_Request_:
Rewrite the passage of the article on seeing the flag on the moon, starting with "However, the perception" and going on through "ones have succeeded!", replacing "sophisticated technology" with "advanced equipment".

Can You See The Flag On The Moon?

Since the American flag was planted on the moon by Neil Armstrong and Buzz Aldrin, it has become iconic in human exploration and pop culture. It also garnered quite an attention amongst conspiracy theorists. 

However, the perception may be we all ask one common question; can you see the flag on the moon? Well, yes, but that depends on how you’re trying to look at it. You can’t see it with your naked eye or even a backyard telescope, but there is sophisticated technology that lets you. 

Let’s take a few examples of how people have tried seeing the flag and which ones have succeeded!

A Backyard Telescope

The human eye or even binoculars can’t see the flag on the moon. You can see huge craters with your naked eye. These craters are around a hundred kilometers huge, so you can forget about spotting a flag that’s only four feet in height.  

When it comes to binoculars, you may be able to see a crater as wide as 10 km at best. In Earth’s time standard, you’ll need around 2 hours to cross one of these through the middle. So, it’s a no-brainer that you can’t see the flag with either of these.

_Provided information_:

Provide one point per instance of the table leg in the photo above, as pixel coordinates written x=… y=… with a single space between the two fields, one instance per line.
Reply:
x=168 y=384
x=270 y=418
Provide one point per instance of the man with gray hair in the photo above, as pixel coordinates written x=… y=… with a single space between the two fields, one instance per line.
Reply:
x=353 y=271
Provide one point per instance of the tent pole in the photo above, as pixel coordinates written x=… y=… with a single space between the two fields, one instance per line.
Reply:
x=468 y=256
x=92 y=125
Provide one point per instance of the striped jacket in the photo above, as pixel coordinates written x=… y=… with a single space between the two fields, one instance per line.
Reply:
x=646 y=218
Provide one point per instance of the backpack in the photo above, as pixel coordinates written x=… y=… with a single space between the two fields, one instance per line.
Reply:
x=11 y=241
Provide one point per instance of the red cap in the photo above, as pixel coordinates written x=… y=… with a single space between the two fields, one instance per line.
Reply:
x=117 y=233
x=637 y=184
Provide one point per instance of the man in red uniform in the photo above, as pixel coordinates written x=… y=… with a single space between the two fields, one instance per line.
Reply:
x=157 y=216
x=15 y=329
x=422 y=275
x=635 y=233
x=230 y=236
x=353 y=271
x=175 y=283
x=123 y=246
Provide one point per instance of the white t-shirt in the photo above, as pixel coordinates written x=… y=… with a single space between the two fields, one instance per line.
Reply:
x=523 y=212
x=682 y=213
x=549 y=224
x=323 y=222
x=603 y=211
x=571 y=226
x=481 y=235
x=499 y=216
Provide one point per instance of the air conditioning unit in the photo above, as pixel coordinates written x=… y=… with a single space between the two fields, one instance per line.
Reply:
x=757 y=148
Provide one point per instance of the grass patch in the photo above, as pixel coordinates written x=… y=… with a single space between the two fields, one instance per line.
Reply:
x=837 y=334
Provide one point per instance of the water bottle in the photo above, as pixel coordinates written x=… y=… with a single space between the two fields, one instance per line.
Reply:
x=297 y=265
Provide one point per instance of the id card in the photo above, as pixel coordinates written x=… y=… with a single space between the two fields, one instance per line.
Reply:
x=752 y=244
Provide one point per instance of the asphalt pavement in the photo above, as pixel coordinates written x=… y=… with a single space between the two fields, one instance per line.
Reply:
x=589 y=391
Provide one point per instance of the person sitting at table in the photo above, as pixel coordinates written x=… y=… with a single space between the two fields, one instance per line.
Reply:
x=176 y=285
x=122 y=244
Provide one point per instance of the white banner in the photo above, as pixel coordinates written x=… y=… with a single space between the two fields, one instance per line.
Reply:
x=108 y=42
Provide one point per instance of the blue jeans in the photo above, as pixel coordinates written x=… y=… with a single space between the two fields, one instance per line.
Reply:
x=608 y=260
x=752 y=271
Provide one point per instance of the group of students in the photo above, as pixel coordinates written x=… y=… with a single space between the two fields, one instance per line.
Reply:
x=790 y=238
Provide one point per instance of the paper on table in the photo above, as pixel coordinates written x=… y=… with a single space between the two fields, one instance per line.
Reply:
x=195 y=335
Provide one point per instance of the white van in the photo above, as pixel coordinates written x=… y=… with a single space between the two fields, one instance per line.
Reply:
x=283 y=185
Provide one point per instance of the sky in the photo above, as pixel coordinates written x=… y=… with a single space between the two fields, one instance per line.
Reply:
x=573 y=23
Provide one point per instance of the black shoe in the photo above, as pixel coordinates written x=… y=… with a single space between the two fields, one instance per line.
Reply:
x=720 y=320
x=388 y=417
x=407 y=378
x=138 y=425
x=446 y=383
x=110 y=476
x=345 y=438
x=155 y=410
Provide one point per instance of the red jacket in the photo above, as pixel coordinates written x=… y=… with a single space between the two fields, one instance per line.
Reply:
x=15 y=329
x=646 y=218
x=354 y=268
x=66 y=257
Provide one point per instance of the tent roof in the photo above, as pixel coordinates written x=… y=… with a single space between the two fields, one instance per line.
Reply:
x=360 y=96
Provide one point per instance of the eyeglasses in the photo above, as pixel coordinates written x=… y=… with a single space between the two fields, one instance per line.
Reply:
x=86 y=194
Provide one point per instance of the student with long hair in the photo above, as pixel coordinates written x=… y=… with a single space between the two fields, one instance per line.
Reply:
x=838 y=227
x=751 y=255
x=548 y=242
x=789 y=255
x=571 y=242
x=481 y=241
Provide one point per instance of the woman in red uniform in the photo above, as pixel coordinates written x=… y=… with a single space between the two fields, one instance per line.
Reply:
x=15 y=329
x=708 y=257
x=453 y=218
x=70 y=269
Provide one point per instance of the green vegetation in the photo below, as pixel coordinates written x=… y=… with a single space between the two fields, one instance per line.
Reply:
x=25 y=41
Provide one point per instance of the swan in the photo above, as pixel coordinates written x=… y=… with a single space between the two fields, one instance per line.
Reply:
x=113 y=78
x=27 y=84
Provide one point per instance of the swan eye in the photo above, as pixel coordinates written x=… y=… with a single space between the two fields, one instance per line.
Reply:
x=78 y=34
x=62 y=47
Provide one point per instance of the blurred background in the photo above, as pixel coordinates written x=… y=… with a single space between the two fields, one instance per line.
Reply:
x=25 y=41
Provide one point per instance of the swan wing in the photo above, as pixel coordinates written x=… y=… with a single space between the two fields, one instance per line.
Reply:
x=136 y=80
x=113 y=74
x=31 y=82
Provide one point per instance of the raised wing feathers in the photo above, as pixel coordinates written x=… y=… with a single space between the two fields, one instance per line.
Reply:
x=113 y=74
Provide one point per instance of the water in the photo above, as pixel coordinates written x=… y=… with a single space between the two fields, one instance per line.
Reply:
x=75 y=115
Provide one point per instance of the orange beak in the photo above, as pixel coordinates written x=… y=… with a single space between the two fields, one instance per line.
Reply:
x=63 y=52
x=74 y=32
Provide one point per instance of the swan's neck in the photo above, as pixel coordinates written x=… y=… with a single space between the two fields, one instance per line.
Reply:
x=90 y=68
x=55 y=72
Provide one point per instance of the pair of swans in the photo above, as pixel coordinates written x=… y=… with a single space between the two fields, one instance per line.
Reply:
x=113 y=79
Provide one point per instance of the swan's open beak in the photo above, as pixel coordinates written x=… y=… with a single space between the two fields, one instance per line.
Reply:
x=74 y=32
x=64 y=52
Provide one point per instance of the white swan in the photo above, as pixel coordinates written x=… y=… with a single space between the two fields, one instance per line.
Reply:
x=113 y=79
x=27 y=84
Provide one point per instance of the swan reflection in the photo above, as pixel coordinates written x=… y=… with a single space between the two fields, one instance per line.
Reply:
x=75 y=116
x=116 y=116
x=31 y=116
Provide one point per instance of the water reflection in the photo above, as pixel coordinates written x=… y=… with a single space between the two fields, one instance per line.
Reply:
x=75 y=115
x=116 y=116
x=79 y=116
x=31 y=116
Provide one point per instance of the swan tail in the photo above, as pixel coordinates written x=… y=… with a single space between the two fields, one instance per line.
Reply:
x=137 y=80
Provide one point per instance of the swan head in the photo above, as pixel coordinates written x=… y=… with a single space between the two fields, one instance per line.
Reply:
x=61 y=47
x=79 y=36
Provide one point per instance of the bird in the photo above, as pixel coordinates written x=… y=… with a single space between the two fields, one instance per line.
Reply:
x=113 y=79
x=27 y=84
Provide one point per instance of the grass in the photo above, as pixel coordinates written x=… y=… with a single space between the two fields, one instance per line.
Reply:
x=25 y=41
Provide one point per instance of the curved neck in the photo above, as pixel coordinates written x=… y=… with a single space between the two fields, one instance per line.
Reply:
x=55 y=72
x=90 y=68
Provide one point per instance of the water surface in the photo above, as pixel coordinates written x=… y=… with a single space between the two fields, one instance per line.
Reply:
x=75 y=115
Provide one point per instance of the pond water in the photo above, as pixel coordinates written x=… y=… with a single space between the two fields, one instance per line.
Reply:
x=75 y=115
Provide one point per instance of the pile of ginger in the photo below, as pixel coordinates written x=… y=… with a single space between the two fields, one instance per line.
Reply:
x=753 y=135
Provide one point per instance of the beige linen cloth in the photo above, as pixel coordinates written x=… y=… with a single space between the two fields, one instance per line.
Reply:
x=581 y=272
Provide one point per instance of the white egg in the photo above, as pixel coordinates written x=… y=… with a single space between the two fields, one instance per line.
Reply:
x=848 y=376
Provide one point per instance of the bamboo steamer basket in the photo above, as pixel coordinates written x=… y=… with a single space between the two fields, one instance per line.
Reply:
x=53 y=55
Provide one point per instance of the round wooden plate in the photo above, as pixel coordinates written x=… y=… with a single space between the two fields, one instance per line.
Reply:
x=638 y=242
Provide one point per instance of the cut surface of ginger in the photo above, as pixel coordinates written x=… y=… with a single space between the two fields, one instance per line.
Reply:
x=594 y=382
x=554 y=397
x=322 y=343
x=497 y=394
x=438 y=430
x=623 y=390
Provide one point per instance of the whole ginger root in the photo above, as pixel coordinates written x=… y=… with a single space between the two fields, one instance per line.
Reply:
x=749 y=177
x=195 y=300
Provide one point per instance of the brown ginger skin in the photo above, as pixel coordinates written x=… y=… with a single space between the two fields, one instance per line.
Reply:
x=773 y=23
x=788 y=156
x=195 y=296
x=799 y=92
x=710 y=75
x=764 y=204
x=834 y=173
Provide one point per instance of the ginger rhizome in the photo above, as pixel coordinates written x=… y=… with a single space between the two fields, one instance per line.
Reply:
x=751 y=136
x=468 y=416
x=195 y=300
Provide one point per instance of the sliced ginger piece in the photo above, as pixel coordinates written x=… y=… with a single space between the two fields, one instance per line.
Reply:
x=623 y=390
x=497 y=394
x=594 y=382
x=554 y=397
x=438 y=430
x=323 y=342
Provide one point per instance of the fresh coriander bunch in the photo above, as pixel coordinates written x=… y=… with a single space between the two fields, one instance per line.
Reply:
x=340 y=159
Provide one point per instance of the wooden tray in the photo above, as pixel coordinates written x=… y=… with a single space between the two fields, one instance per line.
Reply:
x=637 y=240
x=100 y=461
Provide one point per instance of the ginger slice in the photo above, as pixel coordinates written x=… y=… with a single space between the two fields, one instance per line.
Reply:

_Solution to this task_:
However, the perception may be we all ask one common question; can you see the flag on the moon? Well, yes, but that depends on how you’re trying to look at it. You can’t see it with your naked eye or even a backyard telescope, but there is advanced equipment that lets you. 

Let’s take a few examples of how people have tried seeing the flag and which ones have succeeded!